──────── PASSAGE ────────

The energy to shower, if not apply mascara, was something to celebrate.
Turns out "they" are quite serious about the importance of getting your flu vaccine, peeps. And the muscle soreness that typically follows a 13.1 mile stroll can mask the early achiness of flu symptoms. Who knew?

With any luck, this will be my first and only run in with the flu - there aren't enough words to describe the un-fun-ness of that experience.

Just as soon as I got rid of my feverish flu symptoms, it was time to plan Mary Brooks' birthday party at last. It was late January, and my "V Day is D Day" motto had finally come to life. No more time for denial...

I promise to catch up more soon, but this online scrapbook doesn't do me much good if I don't use it. Many of you may have caught up with me via Instagram, the Twitter of 2013, but I'm going to prove to myself that blogging is not an outdated mode of communication chez Smith. Promise.

────────

=== TASKS TO COMPLETE ===
• A. List every proper noun that appears in the blog post about recovering from the flu.
• B. Please carry on the blog post about recovering from the flu, picking up right after its last sentence.

──────── LISTED ENTRIES ────────

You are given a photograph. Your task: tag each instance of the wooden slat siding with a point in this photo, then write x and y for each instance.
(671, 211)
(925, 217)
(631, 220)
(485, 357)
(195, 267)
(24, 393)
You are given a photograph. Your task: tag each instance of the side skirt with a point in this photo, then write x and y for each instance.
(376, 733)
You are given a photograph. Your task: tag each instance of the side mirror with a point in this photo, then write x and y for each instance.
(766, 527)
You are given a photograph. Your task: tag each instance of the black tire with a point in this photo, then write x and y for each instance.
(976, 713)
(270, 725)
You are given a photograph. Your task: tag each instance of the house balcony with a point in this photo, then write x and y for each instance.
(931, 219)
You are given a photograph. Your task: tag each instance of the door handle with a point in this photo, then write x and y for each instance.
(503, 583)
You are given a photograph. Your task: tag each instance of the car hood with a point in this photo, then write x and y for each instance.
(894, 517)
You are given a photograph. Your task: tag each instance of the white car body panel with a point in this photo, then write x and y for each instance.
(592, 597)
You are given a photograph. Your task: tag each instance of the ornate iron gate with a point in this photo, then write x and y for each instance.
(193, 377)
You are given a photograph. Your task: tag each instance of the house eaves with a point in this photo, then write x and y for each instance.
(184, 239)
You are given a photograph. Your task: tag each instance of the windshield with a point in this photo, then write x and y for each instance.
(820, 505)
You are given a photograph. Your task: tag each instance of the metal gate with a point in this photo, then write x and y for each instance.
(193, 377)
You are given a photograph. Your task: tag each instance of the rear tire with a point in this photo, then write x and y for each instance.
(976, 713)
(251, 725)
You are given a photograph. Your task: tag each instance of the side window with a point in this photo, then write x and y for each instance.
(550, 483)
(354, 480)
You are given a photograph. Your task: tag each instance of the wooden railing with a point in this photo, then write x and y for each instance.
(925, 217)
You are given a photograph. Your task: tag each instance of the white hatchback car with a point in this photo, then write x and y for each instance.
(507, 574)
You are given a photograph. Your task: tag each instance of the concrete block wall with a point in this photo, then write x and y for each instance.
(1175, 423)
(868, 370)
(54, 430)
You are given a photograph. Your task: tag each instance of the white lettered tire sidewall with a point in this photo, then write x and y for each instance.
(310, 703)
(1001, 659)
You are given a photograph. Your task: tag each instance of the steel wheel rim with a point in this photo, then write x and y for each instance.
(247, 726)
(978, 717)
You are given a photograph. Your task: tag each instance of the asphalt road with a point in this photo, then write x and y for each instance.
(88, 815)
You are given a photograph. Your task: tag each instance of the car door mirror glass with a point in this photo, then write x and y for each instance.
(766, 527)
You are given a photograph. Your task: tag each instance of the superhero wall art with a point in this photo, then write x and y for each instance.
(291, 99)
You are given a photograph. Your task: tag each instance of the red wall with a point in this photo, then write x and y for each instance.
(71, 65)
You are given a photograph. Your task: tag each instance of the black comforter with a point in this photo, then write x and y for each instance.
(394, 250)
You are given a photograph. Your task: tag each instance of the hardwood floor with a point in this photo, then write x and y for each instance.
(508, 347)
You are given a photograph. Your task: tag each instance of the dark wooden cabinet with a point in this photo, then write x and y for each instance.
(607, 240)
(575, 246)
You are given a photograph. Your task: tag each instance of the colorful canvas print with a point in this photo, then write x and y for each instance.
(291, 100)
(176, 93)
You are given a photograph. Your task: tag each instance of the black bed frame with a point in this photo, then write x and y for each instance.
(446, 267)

────────

=== TASK-BY-TASK RESULTS ===
• A. Mary Brooks, January, V Day, D Day, Instagram, Twitter, Smith

• B.
Hope each of you are well and keeping up with the real world a bit better than I am! Go get that flu shot, y'all - it's worth your time, trust me.

xoxo

January 7, 2013

Starting Anew: A Long Time Coming

No more apologies or false starts: we're back. I'm back.

I wanted to say so much the last two months of 2012; I didn't stay away for lack of things to discuss. (You know that's never the case.) My fear was that my words made me a broken record. Hadn't I already said those things before, in some form or another?

I spent most of 2012 grieving and, worse yet, denying I was doing so. What's there to grieve when you're home and holding your baby again? Somehow I was doing both.

I grieved in tears, in sleepless nights, in visions and nightmares, in hives and panic attacks, in headaches and laughter that turned back into bawling. I grieved in silence and in exhaustion and in the midst of powerful, endless gratitude.

I grieved in months and months deleted by the wide-eyed, glazed over, "just shuffling my feet" kind of living recovery required. I grieved in conversations I'll never remember and days that went by without my noticing.

I grieved my expectations, what I thought our life would look like. What Mary Brooks' blissful baby days would be filled with, easy and sweet as they had started. How my life would continue as I'd always known it, focused on daily concerns and only occasional, manageable roadblocks.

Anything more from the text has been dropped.